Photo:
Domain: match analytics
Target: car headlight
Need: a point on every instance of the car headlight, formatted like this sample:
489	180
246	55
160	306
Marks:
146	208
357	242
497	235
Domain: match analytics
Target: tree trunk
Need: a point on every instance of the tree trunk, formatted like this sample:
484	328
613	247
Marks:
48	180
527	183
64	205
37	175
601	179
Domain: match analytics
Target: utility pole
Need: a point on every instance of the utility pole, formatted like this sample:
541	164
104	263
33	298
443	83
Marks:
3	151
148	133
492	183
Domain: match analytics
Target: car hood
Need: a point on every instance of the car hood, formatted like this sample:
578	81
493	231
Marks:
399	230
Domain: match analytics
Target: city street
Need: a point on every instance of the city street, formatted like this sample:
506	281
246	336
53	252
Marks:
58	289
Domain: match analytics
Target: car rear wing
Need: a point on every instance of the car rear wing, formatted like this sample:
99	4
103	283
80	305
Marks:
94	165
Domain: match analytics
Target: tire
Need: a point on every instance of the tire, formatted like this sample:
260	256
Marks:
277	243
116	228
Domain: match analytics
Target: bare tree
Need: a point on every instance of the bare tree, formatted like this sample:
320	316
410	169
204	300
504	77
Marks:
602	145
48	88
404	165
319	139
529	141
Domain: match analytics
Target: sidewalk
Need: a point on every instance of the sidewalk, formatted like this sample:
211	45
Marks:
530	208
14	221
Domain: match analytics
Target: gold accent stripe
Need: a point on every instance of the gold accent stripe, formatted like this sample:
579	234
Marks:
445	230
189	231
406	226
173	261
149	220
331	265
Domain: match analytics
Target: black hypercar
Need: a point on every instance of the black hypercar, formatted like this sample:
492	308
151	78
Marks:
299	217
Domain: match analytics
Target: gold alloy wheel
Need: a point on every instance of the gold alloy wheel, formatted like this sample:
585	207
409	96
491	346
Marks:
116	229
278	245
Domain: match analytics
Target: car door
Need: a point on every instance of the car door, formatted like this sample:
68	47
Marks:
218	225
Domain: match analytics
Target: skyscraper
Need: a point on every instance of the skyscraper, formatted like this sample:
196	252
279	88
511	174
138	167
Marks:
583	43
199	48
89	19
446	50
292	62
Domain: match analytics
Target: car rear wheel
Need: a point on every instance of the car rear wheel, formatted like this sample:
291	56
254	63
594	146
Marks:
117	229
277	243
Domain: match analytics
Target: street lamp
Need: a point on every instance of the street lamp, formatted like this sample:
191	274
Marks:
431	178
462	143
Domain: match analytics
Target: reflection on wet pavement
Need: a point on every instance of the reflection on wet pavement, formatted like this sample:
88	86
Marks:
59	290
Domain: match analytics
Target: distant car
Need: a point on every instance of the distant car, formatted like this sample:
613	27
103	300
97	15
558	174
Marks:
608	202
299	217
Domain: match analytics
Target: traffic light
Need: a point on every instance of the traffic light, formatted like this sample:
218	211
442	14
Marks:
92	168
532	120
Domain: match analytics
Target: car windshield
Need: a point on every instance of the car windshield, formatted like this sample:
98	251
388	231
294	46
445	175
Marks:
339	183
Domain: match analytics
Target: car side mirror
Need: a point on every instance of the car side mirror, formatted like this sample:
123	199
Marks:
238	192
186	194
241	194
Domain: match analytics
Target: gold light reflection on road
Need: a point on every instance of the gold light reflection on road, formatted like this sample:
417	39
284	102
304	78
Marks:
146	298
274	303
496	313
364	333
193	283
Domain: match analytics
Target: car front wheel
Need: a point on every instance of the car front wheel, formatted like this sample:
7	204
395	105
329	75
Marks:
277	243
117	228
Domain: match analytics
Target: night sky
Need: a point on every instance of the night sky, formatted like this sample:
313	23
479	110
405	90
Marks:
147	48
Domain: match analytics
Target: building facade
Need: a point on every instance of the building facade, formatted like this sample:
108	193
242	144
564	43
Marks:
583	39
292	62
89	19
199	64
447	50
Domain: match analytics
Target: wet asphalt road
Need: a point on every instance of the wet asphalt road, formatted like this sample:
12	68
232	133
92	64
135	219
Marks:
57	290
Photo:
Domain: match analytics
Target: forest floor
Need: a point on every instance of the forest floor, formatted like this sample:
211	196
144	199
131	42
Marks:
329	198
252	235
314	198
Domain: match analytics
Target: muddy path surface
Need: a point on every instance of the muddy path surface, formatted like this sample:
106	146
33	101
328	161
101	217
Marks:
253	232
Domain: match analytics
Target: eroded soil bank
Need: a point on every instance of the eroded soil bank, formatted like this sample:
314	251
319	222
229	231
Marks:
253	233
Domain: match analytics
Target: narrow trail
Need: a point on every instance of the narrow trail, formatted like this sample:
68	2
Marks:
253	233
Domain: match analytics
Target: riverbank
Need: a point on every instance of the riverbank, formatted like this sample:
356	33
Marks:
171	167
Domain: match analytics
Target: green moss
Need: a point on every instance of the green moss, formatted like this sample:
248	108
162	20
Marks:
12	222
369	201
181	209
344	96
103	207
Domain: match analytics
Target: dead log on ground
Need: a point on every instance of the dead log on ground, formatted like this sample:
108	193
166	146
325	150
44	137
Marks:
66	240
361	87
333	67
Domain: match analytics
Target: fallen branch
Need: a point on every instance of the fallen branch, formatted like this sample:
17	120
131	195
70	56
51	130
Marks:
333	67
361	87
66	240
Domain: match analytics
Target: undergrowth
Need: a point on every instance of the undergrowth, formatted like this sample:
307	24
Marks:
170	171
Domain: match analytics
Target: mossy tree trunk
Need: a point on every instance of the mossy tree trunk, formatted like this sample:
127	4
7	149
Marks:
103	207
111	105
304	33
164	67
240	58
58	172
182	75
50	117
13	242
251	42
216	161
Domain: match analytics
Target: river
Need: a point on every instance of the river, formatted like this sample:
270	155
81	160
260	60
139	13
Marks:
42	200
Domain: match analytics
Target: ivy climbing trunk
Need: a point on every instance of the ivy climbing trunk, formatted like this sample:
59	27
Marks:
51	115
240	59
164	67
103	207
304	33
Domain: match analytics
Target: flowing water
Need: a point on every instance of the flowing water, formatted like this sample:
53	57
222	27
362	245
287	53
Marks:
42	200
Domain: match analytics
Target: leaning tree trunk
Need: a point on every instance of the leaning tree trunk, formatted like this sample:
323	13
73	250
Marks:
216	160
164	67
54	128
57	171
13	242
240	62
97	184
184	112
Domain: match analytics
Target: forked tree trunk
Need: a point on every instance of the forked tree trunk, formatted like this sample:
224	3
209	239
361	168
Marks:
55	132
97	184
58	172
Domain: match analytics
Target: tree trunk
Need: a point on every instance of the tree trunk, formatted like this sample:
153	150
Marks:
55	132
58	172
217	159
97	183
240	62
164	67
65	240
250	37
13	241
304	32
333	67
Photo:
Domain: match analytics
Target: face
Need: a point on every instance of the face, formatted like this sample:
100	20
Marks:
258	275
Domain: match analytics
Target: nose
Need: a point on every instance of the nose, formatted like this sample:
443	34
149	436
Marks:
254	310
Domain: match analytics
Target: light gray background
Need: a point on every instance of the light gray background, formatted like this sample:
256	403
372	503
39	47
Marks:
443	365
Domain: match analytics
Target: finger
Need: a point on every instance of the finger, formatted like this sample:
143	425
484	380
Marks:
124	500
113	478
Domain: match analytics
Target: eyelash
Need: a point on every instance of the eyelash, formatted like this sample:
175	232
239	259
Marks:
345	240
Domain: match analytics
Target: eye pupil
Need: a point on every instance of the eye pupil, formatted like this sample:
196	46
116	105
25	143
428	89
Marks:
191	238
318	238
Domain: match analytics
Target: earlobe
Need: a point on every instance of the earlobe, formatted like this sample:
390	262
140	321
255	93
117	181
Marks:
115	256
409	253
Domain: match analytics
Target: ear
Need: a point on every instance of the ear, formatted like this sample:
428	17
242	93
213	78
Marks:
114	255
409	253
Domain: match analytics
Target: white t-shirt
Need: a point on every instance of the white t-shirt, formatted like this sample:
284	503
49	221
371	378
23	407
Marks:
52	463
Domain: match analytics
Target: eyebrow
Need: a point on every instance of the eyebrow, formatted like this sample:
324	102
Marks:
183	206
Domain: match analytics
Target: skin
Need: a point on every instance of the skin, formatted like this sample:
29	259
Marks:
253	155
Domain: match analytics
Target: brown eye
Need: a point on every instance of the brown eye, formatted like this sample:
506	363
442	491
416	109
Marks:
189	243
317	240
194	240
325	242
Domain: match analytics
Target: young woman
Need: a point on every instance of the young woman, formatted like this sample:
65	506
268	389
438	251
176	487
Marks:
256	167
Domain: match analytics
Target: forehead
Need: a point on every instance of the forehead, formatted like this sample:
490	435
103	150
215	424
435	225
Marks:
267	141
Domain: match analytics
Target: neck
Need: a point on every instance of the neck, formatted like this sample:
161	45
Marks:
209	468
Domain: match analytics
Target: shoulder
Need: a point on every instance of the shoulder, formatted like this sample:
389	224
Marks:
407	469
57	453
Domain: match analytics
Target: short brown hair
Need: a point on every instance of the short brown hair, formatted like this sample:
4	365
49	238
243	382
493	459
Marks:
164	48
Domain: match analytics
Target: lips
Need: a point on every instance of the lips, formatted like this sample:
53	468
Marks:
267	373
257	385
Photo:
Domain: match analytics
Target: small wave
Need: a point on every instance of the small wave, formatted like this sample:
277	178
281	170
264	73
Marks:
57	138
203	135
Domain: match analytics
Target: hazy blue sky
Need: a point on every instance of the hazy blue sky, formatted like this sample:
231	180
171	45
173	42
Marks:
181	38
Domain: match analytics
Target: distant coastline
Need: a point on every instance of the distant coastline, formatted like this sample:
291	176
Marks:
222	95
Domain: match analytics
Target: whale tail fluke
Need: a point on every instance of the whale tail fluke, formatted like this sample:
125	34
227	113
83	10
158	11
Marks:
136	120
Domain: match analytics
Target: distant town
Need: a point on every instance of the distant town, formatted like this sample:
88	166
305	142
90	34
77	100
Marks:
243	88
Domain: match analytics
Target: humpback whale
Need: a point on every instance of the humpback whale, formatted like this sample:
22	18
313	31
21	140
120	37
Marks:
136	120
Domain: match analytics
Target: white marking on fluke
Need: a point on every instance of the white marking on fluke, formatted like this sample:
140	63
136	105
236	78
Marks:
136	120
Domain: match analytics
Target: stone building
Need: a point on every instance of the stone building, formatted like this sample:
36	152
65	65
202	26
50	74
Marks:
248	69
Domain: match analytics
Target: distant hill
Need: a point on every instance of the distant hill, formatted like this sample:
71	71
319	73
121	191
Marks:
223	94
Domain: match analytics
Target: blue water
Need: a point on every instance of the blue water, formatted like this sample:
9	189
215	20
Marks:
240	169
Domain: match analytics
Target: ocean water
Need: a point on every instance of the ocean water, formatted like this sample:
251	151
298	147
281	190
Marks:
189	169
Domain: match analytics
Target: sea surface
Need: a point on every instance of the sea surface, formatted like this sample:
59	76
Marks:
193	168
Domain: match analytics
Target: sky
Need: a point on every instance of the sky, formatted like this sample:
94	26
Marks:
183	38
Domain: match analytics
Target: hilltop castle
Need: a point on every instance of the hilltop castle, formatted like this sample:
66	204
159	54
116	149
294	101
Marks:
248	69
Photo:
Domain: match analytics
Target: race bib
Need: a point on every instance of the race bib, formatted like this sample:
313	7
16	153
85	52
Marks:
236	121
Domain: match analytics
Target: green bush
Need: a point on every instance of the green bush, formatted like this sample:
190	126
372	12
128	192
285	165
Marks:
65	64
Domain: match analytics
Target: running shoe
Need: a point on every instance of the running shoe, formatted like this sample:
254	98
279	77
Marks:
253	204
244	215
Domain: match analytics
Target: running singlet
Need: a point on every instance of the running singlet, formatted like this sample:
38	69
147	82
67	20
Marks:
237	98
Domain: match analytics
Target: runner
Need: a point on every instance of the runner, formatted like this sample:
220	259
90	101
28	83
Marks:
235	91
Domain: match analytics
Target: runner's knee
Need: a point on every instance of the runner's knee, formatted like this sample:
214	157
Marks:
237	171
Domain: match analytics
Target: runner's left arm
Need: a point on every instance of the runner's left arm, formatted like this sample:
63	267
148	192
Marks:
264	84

__DIRECTION__
Report how many lines in the entries above contain the word "young", giving only the number.

__COMPLETED EXERCISE__
2